Stored entries:
-.-.-
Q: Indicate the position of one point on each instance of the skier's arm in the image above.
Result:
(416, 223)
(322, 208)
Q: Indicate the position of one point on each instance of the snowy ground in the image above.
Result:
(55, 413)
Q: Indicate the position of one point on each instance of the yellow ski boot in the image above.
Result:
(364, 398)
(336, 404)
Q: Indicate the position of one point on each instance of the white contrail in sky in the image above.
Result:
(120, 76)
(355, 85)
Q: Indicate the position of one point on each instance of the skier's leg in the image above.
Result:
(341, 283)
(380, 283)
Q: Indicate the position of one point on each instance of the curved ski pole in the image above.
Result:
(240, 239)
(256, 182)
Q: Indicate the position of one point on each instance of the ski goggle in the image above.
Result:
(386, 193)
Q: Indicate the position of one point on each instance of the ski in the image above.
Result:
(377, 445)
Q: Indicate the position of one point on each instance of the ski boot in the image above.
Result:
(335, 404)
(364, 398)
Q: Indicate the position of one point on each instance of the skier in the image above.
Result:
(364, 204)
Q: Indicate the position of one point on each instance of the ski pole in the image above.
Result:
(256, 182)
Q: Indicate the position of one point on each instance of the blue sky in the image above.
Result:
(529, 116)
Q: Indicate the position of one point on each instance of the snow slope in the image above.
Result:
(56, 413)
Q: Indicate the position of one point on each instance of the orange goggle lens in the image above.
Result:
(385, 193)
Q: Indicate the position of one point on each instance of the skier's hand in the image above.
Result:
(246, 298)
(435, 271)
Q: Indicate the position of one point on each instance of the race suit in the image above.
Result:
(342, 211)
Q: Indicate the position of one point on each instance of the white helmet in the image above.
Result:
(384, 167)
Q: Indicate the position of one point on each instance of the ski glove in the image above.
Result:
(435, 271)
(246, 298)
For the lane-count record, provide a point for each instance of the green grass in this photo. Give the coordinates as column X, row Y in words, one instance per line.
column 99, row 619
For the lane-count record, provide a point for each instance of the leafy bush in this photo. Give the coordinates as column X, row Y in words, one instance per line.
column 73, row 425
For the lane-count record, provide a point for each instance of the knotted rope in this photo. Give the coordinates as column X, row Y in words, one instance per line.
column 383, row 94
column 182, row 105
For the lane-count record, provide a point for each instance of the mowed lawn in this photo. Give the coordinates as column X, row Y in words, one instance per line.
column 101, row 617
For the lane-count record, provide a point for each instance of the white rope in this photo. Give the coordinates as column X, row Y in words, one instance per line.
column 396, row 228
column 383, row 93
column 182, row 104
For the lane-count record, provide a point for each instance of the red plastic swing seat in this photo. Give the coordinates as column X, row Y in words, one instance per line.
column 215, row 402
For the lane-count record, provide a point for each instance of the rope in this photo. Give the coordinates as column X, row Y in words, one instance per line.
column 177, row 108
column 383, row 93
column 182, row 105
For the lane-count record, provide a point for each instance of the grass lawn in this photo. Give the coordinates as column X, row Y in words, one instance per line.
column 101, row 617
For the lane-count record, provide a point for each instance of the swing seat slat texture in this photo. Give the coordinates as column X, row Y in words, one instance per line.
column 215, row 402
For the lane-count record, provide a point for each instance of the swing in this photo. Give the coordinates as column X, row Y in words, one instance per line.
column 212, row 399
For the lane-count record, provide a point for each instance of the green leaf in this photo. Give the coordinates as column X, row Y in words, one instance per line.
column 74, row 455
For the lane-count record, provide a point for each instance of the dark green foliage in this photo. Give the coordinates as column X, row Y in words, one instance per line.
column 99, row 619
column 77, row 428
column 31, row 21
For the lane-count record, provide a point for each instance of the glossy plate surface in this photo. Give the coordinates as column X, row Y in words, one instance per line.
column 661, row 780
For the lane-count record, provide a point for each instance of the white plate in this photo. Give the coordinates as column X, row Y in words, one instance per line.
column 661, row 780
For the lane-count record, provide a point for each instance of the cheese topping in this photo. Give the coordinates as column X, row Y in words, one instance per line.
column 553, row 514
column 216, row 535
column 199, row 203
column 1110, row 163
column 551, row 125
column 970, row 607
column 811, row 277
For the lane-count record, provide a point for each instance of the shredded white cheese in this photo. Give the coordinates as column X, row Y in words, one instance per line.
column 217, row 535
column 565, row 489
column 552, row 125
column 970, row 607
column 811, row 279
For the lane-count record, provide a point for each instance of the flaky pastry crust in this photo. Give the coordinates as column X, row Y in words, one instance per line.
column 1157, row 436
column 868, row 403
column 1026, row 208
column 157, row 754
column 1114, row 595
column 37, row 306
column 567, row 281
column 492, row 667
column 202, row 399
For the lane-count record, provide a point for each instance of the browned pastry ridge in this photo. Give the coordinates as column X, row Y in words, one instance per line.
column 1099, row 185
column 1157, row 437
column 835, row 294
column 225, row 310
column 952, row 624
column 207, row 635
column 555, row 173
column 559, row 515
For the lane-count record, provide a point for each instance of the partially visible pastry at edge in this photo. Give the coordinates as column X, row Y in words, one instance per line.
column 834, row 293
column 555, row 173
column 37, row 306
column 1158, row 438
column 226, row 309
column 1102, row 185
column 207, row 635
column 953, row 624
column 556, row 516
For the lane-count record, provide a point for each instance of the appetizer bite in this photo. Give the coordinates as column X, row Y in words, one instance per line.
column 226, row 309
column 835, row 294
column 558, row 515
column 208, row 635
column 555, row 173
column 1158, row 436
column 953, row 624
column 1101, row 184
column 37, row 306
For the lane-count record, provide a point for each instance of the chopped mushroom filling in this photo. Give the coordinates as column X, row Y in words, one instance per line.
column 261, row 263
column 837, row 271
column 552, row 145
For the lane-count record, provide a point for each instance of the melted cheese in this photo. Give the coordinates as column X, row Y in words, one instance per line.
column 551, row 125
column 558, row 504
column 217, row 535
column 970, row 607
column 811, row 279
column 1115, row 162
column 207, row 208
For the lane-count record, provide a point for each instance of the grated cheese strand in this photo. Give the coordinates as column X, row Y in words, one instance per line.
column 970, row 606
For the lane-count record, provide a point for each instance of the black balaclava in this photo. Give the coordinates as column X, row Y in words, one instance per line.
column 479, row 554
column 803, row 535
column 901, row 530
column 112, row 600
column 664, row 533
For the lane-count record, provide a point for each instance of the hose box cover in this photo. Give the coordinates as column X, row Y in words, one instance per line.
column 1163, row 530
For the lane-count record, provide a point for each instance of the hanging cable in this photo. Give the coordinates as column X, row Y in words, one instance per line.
-.-.-
### Directions for this task
Exact output of every entry is required.

### Problem solution
Q: Indicate the position of one point on each instance of the skier's arm in the image above.
Result:
(416, 223)
(322, 208)
Q: Indicate the position of one point on each instance of the snowy ground in the image above.
Result:
(55, 413)
Q: Indicate the position of one point on each instance of the yellow ski boot in the image above.
Result:
(364, 398)
(336, 404)
Q: Indicate the position of one point on each instance of the white contrail in sky in the image above.
Result:
(120, 76)
(355, 85)
Q: Indicate the position of one point on each instance of the skier's leg in the image above.
Result:
(341, 283)
(380, 283)
Q: Indicate the position of one point on each instance of the curved ski pole in the image above.
Result:
(240, 239)
(256, 182)
Q: Indicate the position of one point on each instance of the ski goggle in the image above.
Result:
(386, 193)
Q: Indicate the position of one point on each instance of the ski in the image above.
Result:
(377, 445)
Q: Indicate the position of one point on each instance of the ski boot in the image above.
Result:
(335, 404)
(364, 398)
Q: Indicate the position of one point on each instance of the skier in the image above.
Result:
(364, 204)
Q: Indicate the position of one point on each instance of the ski pole in the image above.
Result:
(256, 182)
Q: Indicate the position of one point on each instance of the blue sky in the image above.
Result:
(529, 116)
Q: Indicate the position of one point on each instance of the snow slope in the image above.
Result:
(56, 413)
Q: Indicate the position of one point on each instance of the orange goggle lens in the image above.
Result:
(385, 193)
Q: Indicate the position of one point on each instance of the skier's hand in the image above.
Result:
(246, 298)
(435, 271)
Q: Indicate the position of one point on each instance of the race suit in the image above.
Result:
(342, 211)
Q: Indicate the position of one point on each instance of the white helmet in the image above.
Result:
(384, 167)
Q: Indicate the position of one point on each instance of the ski glove in the image above.
Result:
(435, 271)
(246, 298)
For the lane-count record, provide a point for each instance of the green grass in this photo. Give the coordinates as column X, row Y in words, one instance per line.
column 99, row 619
For the lane-count record, provide a point for each instance of the leafy bush in this photo. Give the coordinates as column X, row Y in words, one instance per line.
column 73, row 425
For the lane-count record, provide a point for each instance of the knotted rope in this photo. Give the coordinates as column X, row Y in words, one instance per line.
column 383, row 94
column 182, row 105
For the lane-count record, provide a point for each instance of the mowed lawn in this photo. Give the coordinates as column X, row Y in words, one instance per line.
column 101, row 617
For the lane-count record, provide a point for each instance of the white rope in this photo. Give the coordinates as column X, row Y in words, one instance per line.
column 396, row 228
column 383, row 93
column 182, row 104
For the lane-count record, provide a point for each instance of the red plastic swing seat in this photo. Give the coordinates as column X, row Y in words, one instance per line.
column 215, row 402
For the lane-count record, provide a point for each instance of the rope in this photo. Give the coordinates as column X, row Y in words, one instance per line.
column 177, row 108
column 383, row 93
column 182, row 105
For the lane-count record, provide a point for each instance of the grass lawn in this photo. Give the coordinates as column X, row Y in words, one instance per line.
column 101, row 617
For the lane-count record, provide a point for each instance of the swing seat slat texture in this photo. Give the coordinates as column X, row Y in words, one instance per line.
column 215, row 402
For the lane-count record, provide a point for each instance of the swing in this photo. Give the coordinates as column X, row Y in words, one instance per line.
column 212, row 399
For the lane-count record, provide a point for each instance of the green leaf in this photo. Give the coordinates as column X, row Y in words, one instance per line.
column 74, row 455
For the lane-count record, provide a point for each instance of the dark green foliage in this photo. Give the coordinates as column X, row Y in words, one instance per line.
column 99, row 619
column 77, row 428
column 31, row 21
For the lane-count record, provide a point for each instance of the glossy plate surface in this photo. Give the coordinates as column X, row Y in words, one instance per line.
column 661, row 780
For the lane-count record, provide a point for each instance of the white plate in this photo. Give the coordinates as column X, row Y in words, one instance per line.
column 661, row 780
For the lane-count record, provide a point for each instance of the cheese topping in this photo. Give the coordinates as column X, row Y in words, one instance per line.
column 553, row 514
column 216, row 535
column 199, row 203
column 1110, row 163
column 551, row 125
column 970, row 607
column 811, row 277
For the lane-count record, provide a point for each instance of the shredded white cheese in this photo. Give the coordinates as column X, row Y in words, one instance per line.
column 217, row 535
column 565, row 489
column 552, row 125
column 970, row 607
column 811, row 279
For the lane-count record, provide a point for each instance of the flaky pastry crust in this photo. Give the coordinates as column X, row Y in words, one instance per line.
column 1157, row 436
column 868, row 403
column 1026, row 208
column 157, row 754
column 1114, row 595
column 37, row 306
column 567, row 281
column 492, row 667
column 202, row 399
For the lane-count record, provide a point for each instance of the browned pastry ridge in this photo. Give the coordinates as column X, row Y in words, one instance per line.
column 1099, row 185
column 1157, row 437
column 835, row 294
column 225, row 310
column 952, row 624
column 207, row 635
column 555, row 173
column 559, row 515
For the lane-count record, provide a point for each instance of the partially visible pastry at edge in this photo. Give the coordinates as column X, row Y in words, one instance per line.
column 834, row 293
column 555, row 173
column 37, row 306
column 1158, row 438
column 226, row 309
column 1102, row 185
column 207, row 635
column 953, row 624
column 556, row 516
For the lane-count record, provide a point for each instance of the appetizer bite in this photo. Give the coordinates as column X, row Y in words, one instance per line.
column 226, row 309
column 835, row 294
column 558, row 515
column 208, row 635
column 555, row 173
column 1158, row 436
column 953, row 624
column 1101, row 184
column 37, row 306
For the lane-count record, provide a point for each instance of the chopped mushroom filling in this photo. Give the coordinates as column X, row Y in words, one instance per line.
column 261, row 263
column 837, row 271
column 552, row 145
For the lane-count record, provide a point for each instance of the melted cheese in this photo. Give the coordinates as column X, row Y in words, one instance per line.
column 551, row 125
column 558, row 504
column 217, row 535
column 970, row 607
column 811, row 279
column 1115, row 162
column 207, row 208
For the lane-count record, provide a point for each instance of the grated cheese strand in this photo. Give the coordinates as column X, row Y in words, one instance per line.
column 970, row 606
For the lane-count record, provide a point for each instance of the black balaclava in this photo. Give the coordinates as column X, row Y in words, one instance per line.
column 479, row 554
column 803, row 535
column 901, row 530
column 112, row 600
column 664, row 533
For the lane-count record, provide a point for each instance of the hose box cover in this photo. Give the coordinates as column X, row Y in words, one instance per line.
column 1163, row 530
For the lane-count record, provide a point for each instance of the hanging cable in this photo. Give the coordinates as column X, row Y in words, one instance per line.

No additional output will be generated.